[Extracted records]
++++
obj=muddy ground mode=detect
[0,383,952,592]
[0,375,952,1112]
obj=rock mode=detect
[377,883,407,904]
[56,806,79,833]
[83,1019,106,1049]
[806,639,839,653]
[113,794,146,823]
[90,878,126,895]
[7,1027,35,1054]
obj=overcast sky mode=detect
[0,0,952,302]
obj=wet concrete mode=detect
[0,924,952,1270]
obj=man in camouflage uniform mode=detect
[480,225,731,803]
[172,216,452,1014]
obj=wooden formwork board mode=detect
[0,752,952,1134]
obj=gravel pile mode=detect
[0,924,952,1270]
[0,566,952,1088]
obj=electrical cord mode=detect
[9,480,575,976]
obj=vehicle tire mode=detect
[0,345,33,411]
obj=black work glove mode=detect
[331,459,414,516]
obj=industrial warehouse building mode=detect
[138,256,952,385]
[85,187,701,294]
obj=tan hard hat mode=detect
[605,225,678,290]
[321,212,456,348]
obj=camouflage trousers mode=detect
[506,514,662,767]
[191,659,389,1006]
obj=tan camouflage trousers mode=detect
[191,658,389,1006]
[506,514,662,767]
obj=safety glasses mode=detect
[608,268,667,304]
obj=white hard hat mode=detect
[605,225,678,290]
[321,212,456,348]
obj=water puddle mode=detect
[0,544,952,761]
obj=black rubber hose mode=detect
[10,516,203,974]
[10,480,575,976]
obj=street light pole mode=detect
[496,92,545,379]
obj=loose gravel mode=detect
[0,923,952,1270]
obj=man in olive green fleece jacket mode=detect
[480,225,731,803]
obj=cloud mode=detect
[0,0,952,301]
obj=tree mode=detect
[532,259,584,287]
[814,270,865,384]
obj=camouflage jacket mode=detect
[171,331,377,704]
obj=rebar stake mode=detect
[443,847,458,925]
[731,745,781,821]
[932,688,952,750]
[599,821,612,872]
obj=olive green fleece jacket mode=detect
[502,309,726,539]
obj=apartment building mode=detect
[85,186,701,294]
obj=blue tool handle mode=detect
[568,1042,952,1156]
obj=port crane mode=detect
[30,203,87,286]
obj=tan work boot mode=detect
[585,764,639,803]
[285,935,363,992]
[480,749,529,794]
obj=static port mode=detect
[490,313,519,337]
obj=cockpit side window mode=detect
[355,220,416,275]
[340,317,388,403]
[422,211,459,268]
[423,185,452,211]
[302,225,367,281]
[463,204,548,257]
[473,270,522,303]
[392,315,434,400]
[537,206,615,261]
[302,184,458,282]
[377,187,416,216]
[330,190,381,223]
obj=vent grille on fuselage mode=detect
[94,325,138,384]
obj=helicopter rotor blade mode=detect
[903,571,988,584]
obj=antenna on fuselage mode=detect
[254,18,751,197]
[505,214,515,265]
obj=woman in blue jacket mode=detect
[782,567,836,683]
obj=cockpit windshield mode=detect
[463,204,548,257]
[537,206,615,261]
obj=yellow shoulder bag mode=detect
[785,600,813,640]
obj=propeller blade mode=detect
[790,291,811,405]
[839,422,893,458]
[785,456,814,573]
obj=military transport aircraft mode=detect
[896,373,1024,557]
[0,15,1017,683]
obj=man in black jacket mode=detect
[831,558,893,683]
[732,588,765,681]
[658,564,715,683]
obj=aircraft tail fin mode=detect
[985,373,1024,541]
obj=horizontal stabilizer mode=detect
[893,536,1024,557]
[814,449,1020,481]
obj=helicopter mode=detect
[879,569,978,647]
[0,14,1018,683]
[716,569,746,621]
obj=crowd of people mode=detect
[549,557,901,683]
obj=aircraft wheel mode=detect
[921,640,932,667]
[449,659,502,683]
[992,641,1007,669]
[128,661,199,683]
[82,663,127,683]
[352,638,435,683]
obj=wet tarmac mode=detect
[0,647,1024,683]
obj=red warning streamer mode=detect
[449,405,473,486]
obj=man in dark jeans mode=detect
++++
* _What to do_:
Rewrite the part of the listing that opens with the line containing "obj=olive green fleece jacket mode=detect" and closes with the line containing "[490,313,519,337]" as a Markdown table with the columns No. and Line, numbering each row and leaving out blank lines.

* _Written response_:
| No. | Line |
|---|---|
| 1 | obj=olive green fleece jacket mode=detect |
| 2 | [502,309,726,539] |
| 3 | obj=apartment building mode=detect |
| 4 | [85,186,701,294] |
| 5 | obj=blue tool handle mode=detect |
| 6 | [568,1042,952,1156] |
| 7 | obj=port crane mode=detect |
| 8 | [30,203,87,286] |
| 9 | obj=tan work boot mode=detect |
| 10 | [585,764,639,803] |
| 11 | [285,935,363,992] |
| 12 | [480,749,529,794] |
| 13 | obj=static port mode=detect |
| 14 | [490,313,519,337] |